[Excerpts from point annotation data]
--- start ---

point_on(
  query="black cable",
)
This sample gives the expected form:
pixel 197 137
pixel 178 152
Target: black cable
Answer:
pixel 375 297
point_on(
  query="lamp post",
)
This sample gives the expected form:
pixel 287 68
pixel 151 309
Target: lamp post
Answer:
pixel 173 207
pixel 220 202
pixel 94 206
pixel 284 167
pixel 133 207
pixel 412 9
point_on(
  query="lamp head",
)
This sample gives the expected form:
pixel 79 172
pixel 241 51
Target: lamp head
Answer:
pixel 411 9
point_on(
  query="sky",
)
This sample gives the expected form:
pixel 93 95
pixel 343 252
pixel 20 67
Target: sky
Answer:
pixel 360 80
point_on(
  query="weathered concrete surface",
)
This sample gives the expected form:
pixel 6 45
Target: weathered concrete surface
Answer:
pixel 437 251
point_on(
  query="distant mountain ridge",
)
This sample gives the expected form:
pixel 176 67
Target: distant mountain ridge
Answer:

--- end ---

Write out all of the rows again, swapping "black cable" for "dark cable" and leaving everything else unchanged.

point_on(
  query="dark cable",
)
This sample gives the expected form:
pixel 197 137
pixel 178 152
Target: dark cable
Answer:
pixel 375 297
point_on(
  query="lamp post",
)
This sample gives the expected form:
pixel 287 68
pixel 151 309
Target: lamp post
Answer:
pixel 173 207
pixel 220 202
pixel 94 206
pixel 284 167
pixel 133 207
pixel 412 9
point_on(
  query="lamp head",
)
This sample gives the expected form:
pixel 79 172
pixel 241 51
Target: lamp head
Answer:
pixel 411 9
point_on(
  query="sky",
)
This sample gives the expected form:
pixel 93 95
pixel 343 252
pixel 20 67
Target: sky
Answer:
pixel 360 80
point_on(
  query="weathered concrete surface",
)
This sample gives the expected form:
pixel 6 45
Target: weathered concrete surface
Answer:
pixel 437 251
point_on(
  query="distant mountain ridge",
)
This sample gives the expected form:
pixel 176 67
Target: distant mountain ridge
Answer:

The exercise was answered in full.